▸ **Source excerpt**:
________________

Government agencies rely on hundreds of systems of record, most of which must routinely interact with growing stores of data in various repositories, both on site and in the cloud. Despite these challenges, agencies must be able to remain efficient, citizen-centric and mission-ready.

So how can agencies find, access and unlock the data they need to support the mission without compromising security? The key is enabling enterprise data integration, using APIs as standard building blocks. With this approach, agencies will run more efficiently, innovate independently without having to change the entire call stack with each new release of the underlying system of record, and generally drive reuse across disparate sets of groups and individuals, all while enforcing zero trust access.

Getting to this point requires achieving three pillars:

Pillar One: Declarative connectivity to all data sources

Without connectivity to all data sources, agencies can’t get much done. That’s why evaluating any platform should include understanding what type of connectors are provided. If these connectors are reusable, enabling APIs to connect multiple systems and applications, even better. Evaluating connectivity also should involve examining how dependencies are managed, along with the ability to expose data sources. That continuum of capabilities gets to the heart of connectivity.

Pillar Two: The ability to orchestrate data over multiple channels

It’s critical to be able to support multi-channel access to data under different contexts without having to duplicate the business logic. And because data flows in all directions, your data service platform also should be able to support real-time as well as event-based and batch-oriented flows. It should also embrace data virtualization—being able to separate where data is housed from how it is visualized or used, change the location of the network topology for a service without having to update any of the underlying clients accessing that data. The platform also should be able to keep multiple systems of record in sync and orchestrate events across systems of record.

Pillar 3: Security controls that enable zero trust

The ability to demonstrate full control of data in flight, standardize encryption, provide role-based access and single sign-on, and comply with applicable security requirements are all critical to achieving and maintaining zero trust.

________________

▸ **Short problem A**:
Reproduce every one of the records that follow word for word, with no changes.

________________

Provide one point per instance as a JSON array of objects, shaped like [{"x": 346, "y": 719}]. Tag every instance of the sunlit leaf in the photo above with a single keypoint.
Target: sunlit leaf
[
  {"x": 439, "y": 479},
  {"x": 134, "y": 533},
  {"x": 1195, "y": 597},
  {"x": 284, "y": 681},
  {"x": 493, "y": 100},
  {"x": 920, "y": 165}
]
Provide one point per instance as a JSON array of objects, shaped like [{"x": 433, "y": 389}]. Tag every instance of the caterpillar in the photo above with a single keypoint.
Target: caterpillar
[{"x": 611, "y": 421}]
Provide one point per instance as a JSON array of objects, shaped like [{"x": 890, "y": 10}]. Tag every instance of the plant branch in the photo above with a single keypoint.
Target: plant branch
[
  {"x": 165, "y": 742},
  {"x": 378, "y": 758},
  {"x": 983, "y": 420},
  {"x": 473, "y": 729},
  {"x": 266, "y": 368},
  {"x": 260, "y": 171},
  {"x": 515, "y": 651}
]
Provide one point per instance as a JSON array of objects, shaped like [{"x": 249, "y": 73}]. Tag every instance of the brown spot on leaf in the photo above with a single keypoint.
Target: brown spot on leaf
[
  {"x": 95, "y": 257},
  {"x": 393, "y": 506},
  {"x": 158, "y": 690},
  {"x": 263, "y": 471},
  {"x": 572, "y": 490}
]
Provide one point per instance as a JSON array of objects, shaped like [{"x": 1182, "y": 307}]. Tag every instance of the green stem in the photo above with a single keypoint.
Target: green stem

________________

▸ **Short problem B**:
In the excerpt on enterprise data integration, which three kinds of data flows should a data service platform be able to support?

▸ **Full response A**:
Provide one point per instance as a JSON array of objects, shaped like [{"x": 346, "y": 719}]. Tag every instance of the sunlit leaf in the photo above with a single keypoint.
Target: sunlit leaf
[
  {"x": 439, "y": 479},
  {"x": 134, "y": 533},
  {"x": 1195, "y": 597},
  {"x": 284, "y": 681},
  {"x": 493, "y": 100},
  {"x": 920, "y": 165}
]
Provide one point per instance as a JSON array of objects, shaped like [{"x": 433, "y": 389}]. Tag every instance of the caterpillar in the photo above with a single keypoint.
Target: caterpillar
[{"x": 611, "y": 421}]
Provide one point per instance as a JSON array of objects, shaped like [{"x": 890, "y": 10}]. Tag every instance of the plant branch in the photo above with a single keypoint.
Target: plant branch
[
  {"x": 165, "y": 742},
  {"x": 378, "y": 758},
  {"x": 983, "y": 420},
  {"x": 473, "y": 729},
  {"x": 266, "y": 368},
  {"x": 260, "y": 171},
  {"x": 515, "y": 651}
]
Provide one point per instance as a JSON array of objects, shaped like [{"x": 249, "y": 73}]. Tag every instance of the brown spot on leaf in the photo above with a single keypoint.
Target: brown spot on leaf
[
  {"x": 95, "y": 257},
  {"x": 393, "y": 506},
  {"x": 158, "y": 690},
  {"x": 263, "y": 471},
  {"x": 572, "y": 490}
]
Provide one point per instance as a JSON array of objects, shaped like [{"x": 1182, "y": 307}]. Tag every instance of the green stem in the photo above with a single keypoint.
Target: green stem

▸ **Full response B**:
Real-time, event-based and batch-oriented flows.